Task directions |
In the review of "Beloved," how many years does the film span in the life of the mother and her daughter?

Provided passage |
——————————

Entertainment

Tune out bland French-pop musical ‘Beloved’

Lung cancer, coronary thrombosis and French pop music: Two of these things will kill you, but the third will make you wish you were dead.

Dire musical interludes are sprinkled throughout the sprawling mess “Beloved,” an uninvolving would-be romantic epic that spans 45 years in the life of a mother and her daughter, starting in the early 1960s. Writer-director Christophe Honoré seems to have had in mind a sort of “Unbearable Lightness of Being” as filtered through the sensibility of Jacques Demy (who did the classic musical “The Umbrellas of Cherbourg”), but if his ambition is vast, so is his lack of talent.

The story begins in a frolicsome tone with Paris shoe-store clerk Madeleine (Ludivine Sagnier) feeling so sexy in her (stolen) pumps that she is mistaken for a streetwalker. On a lark, she agrees to a passing man’s suggestion that she have sex with him for money, a transaction she likes. She then falls in love with a subsequent customer, a visiting Czech doctor named Jaromil (Rasha Bukvic).

Jarringly, the sex farce is dropped in favor of weepy scenes in which Madeleine, who now has a young daughter, Vera, fathered by the doctor, tries to entice her now-husband to escape 1968 Prague during a Soviet invasion. In the 1970s, Madeleine is remarried in Paris. Enter the doctor, returning from Czechoslovakia to seduce her again.

——————————

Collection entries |
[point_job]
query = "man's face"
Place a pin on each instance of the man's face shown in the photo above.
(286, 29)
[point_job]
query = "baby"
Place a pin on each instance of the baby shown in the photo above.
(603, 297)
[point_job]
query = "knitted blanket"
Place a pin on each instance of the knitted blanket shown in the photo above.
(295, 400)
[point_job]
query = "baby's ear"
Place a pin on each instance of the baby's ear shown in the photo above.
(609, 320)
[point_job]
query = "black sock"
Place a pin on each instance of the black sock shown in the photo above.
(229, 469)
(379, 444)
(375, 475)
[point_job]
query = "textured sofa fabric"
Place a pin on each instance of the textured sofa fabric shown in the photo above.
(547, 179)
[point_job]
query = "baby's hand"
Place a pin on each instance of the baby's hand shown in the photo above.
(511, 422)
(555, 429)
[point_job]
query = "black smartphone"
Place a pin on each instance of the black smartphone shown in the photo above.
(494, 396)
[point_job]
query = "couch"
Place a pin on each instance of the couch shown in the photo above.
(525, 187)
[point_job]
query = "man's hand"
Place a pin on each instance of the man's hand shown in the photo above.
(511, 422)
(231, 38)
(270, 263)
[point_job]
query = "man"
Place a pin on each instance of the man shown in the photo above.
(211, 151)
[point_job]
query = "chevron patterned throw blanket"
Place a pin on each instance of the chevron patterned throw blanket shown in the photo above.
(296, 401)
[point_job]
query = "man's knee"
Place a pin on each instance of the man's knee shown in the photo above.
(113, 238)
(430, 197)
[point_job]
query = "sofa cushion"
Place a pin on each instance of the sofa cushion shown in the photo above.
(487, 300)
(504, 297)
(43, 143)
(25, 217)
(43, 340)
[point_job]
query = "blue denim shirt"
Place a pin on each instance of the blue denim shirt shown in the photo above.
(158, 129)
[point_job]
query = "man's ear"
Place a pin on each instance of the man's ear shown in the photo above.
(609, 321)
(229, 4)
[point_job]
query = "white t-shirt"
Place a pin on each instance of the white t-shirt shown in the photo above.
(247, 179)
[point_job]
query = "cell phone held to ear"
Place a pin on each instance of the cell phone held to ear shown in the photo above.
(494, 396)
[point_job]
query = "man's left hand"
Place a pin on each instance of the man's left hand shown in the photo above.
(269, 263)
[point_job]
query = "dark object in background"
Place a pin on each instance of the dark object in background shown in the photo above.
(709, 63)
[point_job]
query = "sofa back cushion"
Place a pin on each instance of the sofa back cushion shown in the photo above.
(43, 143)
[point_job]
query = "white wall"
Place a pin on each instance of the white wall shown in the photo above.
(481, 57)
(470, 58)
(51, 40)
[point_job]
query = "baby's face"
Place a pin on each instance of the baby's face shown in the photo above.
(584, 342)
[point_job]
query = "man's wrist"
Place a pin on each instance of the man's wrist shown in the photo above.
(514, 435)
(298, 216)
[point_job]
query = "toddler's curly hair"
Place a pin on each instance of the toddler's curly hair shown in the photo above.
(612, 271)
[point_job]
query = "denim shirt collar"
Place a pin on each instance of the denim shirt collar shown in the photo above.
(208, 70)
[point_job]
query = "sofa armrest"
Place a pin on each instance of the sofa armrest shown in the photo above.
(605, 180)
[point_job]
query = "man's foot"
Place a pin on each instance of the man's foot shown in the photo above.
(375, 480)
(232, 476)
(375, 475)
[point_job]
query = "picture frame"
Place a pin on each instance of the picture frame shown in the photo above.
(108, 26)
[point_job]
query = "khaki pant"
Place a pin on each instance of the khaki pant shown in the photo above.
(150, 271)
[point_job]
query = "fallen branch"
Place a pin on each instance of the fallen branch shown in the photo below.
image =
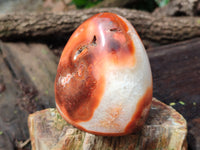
(59, 26)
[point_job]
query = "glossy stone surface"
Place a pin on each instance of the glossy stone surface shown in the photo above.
(104, 82)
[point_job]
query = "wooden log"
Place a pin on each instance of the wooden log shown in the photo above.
(164, 129)
(57, 27)
(35, 64)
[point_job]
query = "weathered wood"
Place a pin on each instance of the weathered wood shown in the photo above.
(116, 3)
(35, 64)
(178, 8)
(57, 27)
(164, 129)
(176, 76)
(13, 121)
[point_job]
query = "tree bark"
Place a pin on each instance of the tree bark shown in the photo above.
(164, 129)
(179, 8)
(116, 3)
(57, 27)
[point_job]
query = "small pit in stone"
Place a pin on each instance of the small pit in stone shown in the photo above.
(79, 51)
(114, 29)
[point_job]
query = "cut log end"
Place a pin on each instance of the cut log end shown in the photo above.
(164, 129)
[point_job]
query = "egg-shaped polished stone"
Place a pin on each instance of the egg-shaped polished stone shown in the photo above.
(104, 83)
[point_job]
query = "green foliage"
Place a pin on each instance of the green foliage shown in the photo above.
(85, 3)
(162, 3)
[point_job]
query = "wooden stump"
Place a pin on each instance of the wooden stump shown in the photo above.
(165, 129)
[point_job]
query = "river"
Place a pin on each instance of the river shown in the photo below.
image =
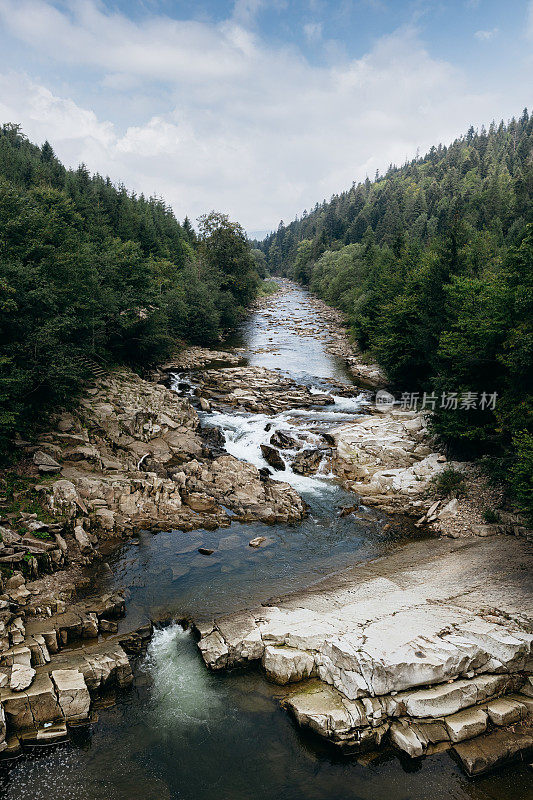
(183, 732)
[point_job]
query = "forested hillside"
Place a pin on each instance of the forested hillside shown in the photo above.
(433, 266)
(91, 273)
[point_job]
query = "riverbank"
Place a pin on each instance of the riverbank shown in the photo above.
(417, 648)
(230, 442)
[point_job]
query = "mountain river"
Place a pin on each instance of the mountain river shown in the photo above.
(184, 732)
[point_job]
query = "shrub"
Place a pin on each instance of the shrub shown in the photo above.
(449, 483)
(491, 516)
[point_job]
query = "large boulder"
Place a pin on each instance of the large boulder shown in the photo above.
(72, 693)
(272, 457)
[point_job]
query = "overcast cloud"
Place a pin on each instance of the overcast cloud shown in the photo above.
(215, 114)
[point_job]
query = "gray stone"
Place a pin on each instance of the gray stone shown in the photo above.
(504, 711)
(72, 693)
(21, 677)
(466, 724)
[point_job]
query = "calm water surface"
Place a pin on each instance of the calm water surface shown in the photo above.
(183, 732)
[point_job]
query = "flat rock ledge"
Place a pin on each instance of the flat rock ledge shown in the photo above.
(427, 649)
(56, 666)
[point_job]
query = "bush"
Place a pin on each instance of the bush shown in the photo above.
(449, 483)
(491, 516)
(522, 472)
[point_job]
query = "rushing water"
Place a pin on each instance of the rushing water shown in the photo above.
(183, 732)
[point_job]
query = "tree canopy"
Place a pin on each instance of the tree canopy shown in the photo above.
(91, 273)
(433, 266)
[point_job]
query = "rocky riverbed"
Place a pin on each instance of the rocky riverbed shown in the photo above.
(248, 437)
(429, 649)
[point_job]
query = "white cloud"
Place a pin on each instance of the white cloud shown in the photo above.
(486, 36)
(313, 31)
(252, 130)
(529, 24)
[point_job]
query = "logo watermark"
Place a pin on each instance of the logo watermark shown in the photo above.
(429, 401)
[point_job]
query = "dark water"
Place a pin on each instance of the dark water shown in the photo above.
(184, 732)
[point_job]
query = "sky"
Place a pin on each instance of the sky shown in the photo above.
(258, 108)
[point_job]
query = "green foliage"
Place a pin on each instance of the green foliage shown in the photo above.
(266, 288)
(449, 483)
(522, 471)
(433, 267)
(90, 274)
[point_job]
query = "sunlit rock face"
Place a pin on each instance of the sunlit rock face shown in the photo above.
(404, 647)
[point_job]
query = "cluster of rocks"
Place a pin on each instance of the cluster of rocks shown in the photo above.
(387, 459)
(256, 389)
(46, 685)
(39, 548)
(425, 649)
(338, 343)
(198, 357)
(133, 455)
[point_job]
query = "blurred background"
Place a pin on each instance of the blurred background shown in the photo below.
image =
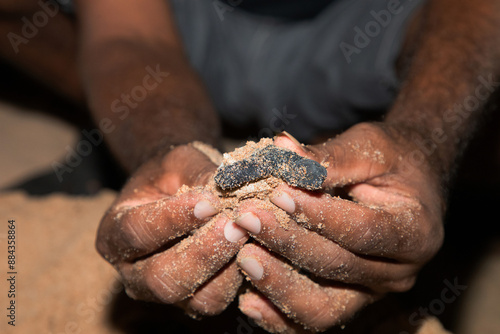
(64, 284)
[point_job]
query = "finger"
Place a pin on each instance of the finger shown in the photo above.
(372, 231)
(315, 306)
(137, 231)
(352, 157)
(263, 312)
(217, 293)
(320, 256)
(176, 273)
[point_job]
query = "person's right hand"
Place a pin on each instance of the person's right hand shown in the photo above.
(143, 235)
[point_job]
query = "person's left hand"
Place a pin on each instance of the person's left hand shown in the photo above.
(354, 250)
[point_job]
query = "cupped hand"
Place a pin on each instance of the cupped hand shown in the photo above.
(144, 232)
(352, 249)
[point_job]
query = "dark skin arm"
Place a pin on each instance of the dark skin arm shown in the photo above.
(397, 172)
(115, 52)
(136, 49)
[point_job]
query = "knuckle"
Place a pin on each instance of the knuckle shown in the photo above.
(401, 285)
(323, 319)
(336, 267)
(164, 287)
(134, 234)
(208, 303)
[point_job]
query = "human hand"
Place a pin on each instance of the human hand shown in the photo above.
(355, 250)
(142, 235)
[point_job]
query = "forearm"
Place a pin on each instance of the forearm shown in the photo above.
(137, 77)
(451, 75)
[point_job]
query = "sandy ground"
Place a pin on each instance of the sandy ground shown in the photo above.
(63, 286)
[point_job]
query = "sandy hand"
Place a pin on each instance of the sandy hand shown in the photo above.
(379, 240)
(144, 235)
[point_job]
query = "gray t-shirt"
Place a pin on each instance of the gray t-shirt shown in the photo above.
(308, 76)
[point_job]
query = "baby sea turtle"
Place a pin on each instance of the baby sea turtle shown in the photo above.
(274, 161)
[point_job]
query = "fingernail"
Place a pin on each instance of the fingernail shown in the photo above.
(204, 209)
(233, 232)
(284, 201)
(252, 267)
(254, 314)
(249, 221)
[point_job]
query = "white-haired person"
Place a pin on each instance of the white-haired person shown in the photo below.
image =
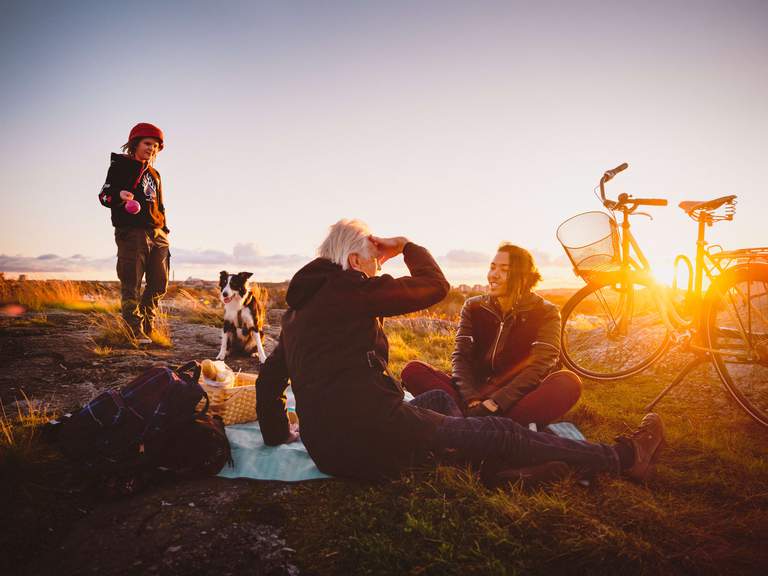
(354, 420)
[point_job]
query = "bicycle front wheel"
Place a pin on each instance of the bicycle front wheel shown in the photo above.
(613, 328)
(737, 335)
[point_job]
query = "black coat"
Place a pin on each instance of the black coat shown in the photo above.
(143, 181)
(353, 419)
(505, 357)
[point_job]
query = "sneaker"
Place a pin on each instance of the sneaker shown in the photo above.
(140, 336)
(646, 443)
(531, 476)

——————————

Exercise answer |
45 years.